* _Task objective_: Return the rows below without changes, starting at the line that contains "point at the green field" and stopping after the line that contains "<point>549,111</point>".

* _Input rows_:

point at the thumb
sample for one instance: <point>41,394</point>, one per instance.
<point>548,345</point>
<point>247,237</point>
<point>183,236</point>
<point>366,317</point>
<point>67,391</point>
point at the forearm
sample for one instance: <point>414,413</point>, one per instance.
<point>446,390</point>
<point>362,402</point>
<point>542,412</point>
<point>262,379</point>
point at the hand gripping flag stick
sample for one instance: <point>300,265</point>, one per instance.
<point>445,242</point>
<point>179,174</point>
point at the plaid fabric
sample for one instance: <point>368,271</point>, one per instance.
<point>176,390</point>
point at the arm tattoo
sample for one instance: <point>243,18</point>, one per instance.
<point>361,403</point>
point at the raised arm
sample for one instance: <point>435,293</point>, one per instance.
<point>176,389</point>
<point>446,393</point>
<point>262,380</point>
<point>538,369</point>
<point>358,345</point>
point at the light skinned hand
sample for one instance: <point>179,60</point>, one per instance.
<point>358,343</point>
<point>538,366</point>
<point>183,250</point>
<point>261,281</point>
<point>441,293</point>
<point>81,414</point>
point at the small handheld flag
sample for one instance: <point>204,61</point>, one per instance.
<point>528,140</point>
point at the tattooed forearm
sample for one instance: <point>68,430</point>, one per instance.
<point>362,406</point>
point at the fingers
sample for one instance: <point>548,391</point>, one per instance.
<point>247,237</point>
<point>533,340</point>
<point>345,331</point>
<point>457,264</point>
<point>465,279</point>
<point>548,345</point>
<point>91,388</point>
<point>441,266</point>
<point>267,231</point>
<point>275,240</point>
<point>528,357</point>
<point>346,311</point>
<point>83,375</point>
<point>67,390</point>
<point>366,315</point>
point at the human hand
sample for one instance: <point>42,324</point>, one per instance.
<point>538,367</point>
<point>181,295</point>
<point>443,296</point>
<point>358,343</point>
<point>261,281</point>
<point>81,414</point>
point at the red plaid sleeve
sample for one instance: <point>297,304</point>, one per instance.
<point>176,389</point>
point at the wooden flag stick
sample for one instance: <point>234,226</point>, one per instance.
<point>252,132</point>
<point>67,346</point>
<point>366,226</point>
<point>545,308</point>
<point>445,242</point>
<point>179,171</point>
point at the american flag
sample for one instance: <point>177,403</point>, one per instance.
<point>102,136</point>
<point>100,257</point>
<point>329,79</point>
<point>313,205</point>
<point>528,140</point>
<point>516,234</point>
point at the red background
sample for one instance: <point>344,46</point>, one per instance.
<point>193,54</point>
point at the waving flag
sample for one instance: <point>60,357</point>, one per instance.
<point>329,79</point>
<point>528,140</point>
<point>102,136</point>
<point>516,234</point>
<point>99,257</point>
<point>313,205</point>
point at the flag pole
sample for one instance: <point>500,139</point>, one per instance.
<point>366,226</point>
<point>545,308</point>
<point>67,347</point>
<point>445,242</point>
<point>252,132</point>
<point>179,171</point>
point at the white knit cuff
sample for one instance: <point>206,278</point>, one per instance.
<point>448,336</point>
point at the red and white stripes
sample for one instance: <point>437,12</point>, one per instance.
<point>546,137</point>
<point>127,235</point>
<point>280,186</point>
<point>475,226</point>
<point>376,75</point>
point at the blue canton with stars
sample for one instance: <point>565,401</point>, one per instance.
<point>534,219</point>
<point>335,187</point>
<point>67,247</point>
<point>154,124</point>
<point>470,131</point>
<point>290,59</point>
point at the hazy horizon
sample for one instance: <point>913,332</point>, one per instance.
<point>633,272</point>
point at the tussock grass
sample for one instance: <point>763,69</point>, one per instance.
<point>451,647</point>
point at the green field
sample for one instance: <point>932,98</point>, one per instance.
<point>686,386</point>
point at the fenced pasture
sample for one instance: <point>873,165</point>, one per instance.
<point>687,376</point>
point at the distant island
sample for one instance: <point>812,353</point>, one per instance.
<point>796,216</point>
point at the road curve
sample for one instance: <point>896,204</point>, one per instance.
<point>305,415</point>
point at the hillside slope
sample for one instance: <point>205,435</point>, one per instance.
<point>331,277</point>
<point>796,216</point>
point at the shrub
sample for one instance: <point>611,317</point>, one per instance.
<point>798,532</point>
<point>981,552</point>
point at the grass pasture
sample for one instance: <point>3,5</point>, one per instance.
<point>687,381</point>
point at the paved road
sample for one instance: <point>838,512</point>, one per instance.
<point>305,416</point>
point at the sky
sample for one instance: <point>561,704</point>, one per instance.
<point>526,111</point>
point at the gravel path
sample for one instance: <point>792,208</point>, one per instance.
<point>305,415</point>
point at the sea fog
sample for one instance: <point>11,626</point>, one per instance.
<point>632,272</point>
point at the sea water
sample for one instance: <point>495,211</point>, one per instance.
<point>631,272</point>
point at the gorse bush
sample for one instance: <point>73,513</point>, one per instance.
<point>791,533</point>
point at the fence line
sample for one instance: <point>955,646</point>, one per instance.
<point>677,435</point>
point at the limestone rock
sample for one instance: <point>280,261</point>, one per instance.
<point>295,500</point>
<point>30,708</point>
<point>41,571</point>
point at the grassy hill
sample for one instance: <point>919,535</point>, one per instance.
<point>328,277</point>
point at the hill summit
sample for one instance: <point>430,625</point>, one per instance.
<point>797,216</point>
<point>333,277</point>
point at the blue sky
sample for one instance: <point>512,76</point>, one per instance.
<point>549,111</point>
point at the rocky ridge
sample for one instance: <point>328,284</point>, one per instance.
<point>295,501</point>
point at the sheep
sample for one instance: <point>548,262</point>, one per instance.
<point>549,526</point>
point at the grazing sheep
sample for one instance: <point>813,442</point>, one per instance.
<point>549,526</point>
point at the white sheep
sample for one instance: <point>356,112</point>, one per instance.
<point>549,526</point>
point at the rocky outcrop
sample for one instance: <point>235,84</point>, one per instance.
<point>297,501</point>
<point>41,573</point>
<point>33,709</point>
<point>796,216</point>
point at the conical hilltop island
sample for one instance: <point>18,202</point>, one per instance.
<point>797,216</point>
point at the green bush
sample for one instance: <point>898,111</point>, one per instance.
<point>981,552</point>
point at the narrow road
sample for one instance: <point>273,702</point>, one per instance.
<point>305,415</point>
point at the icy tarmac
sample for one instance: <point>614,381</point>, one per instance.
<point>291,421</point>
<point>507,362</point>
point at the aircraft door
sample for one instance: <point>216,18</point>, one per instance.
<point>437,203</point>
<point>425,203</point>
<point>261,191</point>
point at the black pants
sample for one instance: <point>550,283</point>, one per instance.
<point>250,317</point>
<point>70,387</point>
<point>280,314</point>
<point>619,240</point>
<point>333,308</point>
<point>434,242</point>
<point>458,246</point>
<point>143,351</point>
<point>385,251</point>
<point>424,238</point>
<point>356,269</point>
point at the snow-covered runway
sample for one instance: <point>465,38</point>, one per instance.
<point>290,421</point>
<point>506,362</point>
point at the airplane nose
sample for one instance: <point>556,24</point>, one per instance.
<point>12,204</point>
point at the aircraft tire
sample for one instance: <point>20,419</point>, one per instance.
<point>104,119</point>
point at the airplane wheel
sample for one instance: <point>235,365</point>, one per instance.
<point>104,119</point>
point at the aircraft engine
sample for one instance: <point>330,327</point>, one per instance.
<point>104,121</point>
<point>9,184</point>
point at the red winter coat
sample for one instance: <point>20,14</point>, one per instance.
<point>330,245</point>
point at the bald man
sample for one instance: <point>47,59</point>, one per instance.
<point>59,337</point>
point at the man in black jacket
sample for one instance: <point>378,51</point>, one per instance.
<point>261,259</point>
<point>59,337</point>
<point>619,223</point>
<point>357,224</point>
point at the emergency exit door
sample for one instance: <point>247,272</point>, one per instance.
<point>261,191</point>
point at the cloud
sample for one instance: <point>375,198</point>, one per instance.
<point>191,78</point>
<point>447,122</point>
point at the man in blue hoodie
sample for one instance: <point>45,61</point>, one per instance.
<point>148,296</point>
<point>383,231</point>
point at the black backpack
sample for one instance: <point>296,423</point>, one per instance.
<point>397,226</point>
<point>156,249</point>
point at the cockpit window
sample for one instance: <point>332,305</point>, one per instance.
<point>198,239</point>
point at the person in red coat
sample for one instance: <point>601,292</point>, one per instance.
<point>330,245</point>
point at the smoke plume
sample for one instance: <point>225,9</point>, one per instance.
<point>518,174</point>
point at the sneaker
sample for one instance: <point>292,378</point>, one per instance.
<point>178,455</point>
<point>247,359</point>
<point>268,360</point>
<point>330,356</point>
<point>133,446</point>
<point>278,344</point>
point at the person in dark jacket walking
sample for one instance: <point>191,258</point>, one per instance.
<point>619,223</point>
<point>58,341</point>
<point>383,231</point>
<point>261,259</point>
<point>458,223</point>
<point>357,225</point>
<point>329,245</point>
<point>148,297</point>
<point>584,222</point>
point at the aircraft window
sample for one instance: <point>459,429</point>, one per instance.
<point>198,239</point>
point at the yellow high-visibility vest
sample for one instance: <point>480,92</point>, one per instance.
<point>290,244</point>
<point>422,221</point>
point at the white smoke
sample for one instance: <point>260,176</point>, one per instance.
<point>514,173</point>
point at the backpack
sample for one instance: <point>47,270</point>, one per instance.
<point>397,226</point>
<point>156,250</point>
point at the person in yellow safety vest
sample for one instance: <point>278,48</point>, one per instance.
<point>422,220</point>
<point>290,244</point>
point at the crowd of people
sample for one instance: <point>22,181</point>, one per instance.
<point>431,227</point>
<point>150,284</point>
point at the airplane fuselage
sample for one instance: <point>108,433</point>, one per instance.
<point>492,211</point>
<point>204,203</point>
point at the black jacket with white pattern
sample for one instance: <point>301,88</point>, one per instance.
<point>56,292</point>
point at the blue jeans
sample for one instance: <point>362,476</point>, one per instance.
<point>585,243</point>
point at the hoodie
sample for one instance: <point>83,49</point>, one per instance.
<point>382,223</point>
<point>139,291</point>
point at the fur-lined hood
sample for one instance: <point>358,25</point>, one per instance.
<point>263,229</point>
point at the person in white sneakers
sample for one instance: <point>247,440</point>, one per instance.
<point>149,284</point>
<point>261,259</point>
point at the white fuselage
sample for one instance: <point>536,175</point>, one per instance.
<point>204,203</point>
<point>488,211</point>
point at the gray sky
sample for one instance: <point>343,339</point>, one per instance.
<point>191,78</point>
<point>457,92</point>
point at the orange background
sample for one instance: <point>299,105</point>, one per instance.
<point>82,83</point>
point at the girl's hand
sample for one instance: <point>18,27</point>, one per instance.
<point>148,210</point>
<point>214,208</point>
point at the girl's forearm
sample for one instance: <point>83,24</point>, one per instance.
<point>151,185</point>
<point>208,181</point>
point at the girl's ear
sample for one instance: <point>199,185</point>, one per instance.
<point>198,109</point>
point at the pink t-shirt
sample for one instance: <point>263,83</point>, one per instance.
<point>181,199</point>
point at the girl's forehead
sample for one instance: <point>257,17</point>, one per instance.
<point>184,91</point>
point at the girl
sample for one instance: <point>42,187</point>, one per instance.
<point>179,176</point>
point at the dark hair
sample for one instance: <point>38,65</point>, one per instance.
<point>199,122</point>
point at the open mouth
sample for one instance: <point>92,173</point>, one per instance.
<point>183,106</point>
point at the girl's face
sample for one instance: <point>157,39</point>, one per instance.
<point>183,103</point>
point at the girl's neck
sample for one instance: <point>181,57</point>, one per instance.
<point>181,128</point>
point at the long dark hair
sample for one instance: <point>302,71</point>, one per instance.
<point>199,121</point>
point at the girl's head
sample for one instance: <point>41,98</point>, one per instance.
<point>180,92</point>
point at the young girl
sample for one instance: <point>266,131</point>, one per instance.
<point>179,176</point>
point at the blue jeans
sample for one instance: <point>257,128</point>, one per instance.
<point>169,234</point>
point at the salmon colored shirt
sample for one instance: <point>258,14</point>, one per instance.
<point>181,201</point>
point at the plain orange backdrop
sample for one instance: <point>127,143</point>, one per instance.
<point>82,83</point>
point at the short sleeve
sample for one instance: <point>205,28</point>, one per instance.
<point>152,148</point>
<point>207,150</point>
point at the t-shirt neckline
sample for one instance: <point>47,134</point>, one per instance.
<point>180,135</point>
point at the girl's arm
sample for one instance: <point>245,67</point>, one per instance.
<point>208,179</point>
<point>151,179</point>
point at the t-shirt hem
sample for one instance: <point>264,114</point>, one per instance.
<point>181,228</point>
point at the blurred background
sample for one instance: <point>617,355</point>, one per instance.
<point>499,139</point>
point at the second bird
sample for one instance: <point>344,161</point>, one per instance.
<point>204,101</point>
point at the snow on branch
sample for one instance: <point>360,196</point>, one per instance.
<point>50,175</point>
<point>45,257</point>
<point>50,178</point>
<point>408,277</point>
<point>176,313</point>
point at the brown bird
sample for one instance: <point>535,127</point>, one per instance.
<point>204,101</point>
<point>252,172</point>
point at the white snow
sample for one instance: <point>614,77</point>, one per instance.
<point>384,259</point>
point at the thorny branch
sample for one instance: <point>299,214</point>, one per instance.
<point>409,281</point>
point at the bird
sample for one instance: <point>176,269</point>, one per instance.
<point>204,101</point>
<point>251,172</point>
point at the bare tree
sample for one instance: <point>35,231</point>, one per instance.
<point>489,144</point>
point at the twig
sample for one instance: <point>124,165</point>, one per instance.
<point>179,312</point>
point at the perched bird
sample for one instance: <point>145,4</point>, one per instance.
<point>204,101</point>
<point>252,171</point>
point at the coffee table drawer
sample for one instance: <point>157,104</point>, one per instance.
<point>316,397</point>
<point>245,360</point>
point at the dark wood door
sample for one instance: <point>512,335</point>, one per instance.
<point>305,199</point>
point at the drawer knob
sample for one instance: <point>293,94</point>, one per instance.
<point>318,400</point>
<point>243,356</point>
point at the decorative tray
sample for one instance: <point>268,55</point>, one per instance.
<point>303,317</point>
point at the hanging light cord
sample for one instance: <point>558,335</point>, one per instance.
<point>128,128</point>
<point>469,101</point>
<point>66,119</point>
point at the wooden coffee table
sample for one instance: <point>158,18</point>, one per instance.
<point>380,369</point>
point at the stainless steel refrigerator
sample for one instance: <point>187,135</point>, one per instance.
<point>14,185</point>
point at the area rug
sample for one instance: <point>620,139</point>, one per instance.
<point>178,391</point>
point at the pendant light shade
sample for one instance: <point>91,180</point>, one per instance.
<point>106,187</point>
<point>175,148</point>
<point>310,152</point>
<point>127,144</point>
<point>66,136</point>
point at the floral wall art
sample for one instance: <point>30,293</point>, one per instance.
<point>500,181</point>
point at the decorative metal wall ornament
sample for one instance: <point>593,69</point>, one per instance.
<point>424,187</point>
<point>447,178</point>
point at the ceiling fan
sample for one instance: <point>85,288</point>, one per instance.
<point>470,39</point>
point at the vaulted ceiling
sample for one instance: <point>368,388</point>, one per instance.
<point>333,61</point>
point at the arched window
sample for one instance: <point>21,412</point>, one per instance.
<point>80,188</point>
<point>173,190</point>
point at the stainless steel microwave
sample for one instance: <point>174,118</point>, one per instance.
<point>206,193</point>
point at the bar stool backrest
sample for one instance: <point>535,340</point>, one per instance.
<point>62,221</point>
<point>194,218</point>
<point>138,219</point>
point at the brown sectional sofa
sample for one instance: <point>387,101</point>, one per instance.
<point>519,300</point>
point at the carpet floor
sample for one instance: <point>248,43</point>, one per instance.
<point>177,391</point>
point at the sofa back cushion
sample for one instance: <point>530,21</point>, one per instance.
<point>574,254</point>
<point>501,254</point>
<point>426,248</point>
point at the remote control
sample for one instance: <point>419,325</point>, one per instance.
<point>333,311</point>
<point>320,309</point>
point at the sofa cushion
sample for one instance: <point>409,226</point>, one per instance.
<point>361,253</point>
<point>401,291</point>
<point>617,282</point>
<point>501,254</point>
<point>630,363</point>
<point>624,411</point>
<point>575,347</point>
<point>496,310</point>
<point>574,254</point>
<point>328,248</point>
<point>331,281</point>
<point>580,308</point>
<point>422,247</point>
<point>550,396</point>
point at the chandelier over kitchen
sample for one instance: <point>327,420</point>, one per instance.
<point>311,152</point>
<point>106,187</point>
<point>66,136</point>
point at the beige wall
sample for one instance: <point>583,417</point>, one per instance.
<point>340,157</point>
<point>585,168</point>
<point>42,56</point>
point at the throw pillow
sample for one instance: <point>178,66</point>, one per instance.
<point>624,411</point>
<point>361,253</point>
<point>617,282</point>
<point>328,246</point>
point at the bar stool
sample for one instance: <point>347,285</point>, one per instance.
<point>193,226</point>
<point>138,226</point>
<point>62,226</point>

* _Exercise result_:
point at the green field
sample for one instance: <point>932,98</point>, one per instance.
<point>686,386</point>
point at the fenced pasture
sample for one instance: <point>873,165</point>, one per instance.
<point>687,376</point>
point at the distant island
sample for one instance: <point>812,353</point>, one per instance.
<point>796,216</point>
point at the road curve
sample for one instance: <point>896,204</point>, one per instance.
<point>305,415</point>
point at the hillside slope
sample for one instance: <point>205,435</point>, one per instance.
<point>331,277</point>
<point>796,216</point>
point at the shrub
sample for one instance: <point>611,317</point>, one per instance.
<point>798,532</point>
<point>981,552</point>
point at the grass pasture
sample for one instance: <point>3,5</point>, one per instance.
<point>687,381</point>
point at the paved road
sample for one instance: <point>838,512</point>, one per instance.
<point>305,416</point>
point at the sky
sample for one instance: <point>561,704</point>, one per instance.
<point>526,111</point>
point at the gravel path
sample for one instance: <point>792,208</point>, one per instance.
<point>305,415</point>
point at the sea fog
sample for one instance: <point>11,626</point>, one per instance.
<point>632,272</point>
point at the sea water
sample for one instance: <point>495,211</point>, one per instance.
<point>631,272</point>
point at the gorse bush
sample for one instance: <point>73,513</point>, one per instance.
<point>791,533</point>
point at the fence line
sample for one instance: <point>955,646</point>, one per instance.
<point>677,435</point>
point at the limestone rock
sample for one instance: <point>280,261</point>, one per instance.
<point>295,500</point>
<point>30,708</point>
<point>41,571</point>
point at the grassy hill
sample for one instance: <point>919,535</point>, one per instance.
<point>328,277</point>
point at the hill summit
sample for one instance: <point>430,625</point>, one per instance.
<point>797,216</point>
<point>333,277</point>
point at the blue sky
sample for one instance: <point>512,76</point>, one per instance.
<point>549,111</point>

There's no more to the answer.